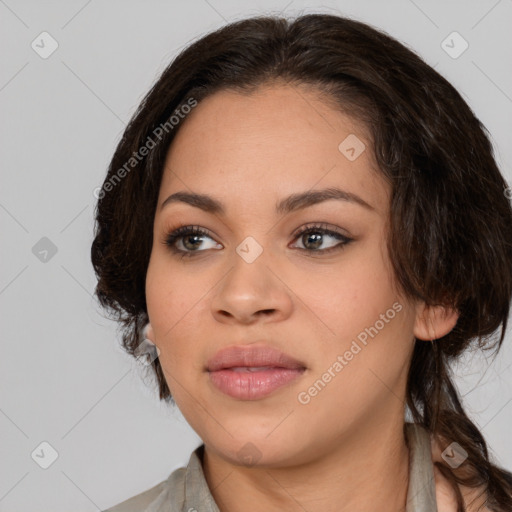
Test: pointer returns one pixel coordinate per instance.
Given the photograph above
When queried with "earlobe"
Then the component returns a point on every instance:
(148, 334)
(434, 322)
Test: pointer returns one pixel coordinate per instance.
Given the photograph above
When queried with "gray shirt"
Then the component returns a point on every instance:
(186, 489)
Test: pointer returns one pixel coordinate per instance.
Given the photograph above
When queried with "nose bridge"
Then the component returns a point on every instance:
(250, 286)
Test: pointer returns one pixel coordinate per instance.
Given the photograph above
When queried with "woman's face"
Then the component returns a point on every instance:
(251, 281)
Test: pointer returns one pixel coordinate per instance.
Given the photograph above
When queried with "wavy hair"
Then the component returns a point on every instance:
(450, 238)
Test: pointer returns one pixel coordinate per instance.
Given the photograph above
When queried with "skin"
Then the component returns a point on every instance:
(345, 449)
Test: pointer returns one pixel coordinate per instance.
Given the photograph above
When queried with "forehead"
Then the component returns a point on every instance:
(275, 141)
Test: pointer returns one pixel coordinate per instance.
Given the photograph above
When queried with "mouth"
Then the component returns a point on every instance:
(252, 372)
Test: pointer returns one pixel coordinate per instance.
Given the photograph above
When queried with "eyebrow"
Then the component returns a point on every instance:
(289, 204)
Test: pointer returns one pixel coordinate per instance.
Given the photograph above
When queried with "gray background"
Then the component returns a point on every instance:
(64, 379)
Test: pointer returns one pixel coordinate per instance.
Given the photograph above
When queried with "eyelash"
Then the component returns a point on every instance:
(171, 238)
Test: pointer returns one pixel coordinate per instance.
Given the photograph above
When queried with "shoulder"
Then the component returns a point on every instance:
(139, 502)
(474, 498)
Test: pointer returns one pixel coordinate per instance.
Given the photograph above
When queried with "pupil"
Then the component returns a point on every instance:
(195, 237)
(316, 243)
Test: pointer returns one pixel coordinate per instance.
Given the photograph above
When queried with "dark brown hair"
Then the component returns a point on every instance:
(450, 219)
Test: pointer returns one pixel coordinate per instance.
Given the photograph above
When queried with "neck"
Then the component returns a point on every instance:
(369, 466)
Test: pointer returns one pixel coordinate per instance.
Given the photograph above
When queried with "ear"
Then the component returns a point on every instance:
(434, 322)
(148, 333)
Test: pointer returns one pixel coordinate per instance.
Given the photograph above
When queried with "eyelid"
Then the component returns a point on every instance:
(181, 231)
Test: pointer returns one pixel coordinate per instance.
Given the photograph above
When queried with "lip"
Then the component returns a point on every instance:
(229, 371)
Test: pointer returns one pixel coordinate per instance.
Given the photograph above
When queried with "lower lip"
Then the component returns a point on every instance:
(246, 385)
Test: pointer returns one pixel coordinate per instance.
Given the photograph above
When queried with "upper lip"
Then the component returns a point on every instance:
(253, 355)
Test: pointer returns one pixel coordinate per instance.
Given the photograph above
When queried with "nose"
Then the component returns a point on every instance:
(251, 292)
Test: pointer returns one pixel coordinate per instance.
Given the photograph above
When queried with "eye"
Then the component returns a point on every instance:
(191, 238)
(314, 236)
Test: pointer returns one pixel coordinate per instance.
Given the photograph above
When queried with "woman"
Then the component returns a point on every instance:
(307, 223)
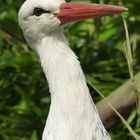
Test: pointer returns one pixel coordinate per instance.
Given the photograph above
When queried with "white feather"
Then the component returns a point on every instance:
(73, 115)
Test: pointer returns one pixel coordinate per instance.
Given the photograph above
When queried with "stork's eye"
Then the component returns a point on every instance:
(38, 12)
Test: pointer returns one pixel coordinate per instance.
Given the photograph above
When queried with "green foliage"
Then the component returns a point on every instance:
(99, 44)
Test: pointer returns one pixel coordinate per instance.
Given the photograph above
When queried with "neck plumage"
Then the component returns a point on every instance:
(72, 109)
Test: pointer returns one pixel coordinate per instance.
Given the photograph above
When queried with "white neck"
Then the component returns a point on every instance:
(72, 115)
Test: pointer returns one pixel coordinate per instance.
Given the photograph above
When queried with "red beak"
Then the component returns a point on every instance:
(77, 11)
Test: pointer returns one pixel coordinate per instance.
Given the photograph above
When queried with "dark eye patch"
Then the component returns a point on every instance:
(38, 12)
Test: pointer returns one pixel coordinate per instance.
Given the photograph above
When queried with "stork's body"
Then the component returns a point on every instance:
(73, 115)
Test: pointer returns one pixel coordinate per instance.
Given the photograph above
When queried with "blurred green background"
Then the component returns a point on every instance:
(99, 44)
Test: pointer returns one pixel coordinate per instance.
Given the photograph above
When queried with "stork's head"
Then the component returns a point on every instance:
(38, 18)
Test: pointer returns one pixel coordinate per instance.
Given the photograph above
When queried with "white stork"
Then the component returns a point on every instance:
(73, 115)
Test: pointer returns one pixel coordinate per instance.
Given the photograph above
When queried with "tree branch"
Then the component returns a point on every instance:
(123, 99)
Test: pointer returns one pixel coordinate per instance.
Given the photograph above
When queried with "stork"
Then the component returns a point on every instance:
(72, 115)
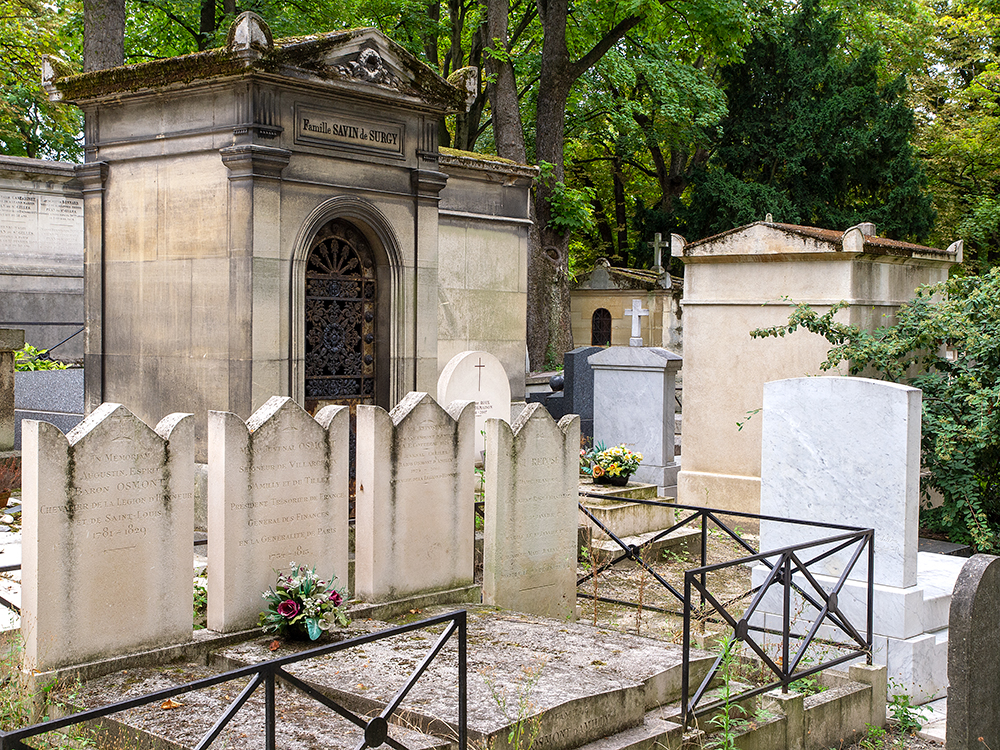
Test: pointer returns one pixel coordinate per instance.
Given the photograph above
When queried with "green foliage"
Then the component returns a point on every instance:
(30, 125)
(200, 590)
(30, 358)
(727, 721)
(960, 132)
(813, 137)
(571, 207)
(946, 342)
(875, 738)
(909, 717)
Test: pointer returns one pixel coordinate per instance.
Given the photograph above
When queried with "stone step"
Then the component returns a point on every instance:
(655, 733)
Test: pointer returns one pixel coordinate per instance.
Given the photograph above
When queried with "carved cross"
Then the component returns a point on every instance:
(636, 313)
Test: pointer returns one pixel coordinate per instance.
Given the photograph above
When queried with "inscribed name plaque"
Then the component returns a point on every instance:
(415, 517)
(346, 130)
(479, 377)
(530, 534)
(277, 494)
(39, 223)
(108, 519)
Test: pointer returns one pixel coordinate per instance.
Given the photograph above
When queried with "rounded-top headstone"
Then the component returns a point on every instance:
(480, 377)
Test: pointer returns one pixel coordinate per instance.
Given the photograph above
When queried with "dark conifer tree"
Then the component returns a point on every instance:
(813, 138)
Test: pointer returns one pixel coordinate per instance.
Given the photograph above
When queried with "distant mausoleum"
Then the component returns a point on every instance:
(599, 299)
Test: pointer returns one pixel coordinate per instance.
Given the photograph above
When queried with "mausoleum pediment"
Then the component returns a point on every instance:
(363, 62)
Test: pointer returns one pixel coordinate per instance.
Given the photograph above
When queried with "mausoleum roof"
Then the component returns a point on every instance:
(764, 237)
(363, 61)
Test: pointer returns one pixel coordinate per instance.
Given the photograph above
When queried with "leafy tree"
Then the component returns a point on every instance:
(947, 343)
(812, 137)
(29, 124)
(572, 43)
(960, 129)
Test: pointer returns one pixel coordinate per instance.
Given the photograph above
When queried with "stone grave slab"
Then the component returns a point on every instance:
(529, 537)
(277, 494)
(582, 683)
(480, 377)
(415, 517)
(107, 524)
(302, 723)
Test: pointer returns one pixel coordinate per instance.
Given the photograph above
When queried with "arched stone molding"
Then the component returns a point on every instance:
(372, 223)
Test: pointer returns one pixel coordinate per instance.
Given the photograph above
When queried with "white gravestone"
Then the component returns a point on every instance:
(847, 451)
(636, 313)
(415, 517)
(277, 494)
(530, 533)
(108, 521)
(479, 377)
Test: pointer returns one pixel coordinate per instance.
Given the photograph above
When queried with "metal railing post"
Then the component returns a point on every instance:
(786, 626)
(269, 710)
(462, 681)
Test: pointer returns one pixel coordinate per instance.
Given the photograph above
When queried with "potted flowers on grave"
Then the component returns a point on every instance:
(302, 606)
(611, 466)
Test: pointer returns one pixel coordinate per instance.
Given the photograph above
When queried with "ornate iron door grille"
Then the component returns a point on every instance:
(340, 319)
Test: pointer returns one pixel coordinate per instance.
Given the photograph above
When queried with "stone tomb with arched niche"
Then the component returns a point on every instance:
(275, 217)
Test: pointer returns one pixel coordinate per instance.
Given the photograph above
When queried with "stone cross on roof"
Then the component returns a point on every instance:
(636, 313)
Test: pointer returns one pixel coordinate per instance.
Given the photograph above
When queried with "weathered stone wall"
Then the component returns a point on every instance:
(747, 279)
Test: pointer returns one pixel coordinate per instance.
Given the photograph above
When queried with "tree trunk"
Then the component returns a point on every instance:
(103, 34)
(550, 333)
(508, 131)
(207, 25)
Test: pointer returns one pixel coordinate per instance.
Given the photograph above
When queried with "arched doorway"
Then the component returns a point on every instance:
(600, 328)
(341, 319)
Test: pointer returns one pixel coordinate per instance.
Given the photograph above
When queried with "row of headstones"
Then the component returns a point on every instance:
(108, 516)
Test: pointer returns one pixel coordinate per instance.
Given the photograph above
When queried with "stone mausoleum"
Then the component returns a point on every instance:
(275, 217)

# # #

● **EXERCISE**:
Report how many lines of the material above contain the string "nose", with uppercase and lowercase letters treated as different. Give the number alone.

● **SOLUTION TO THIS TASK**:
2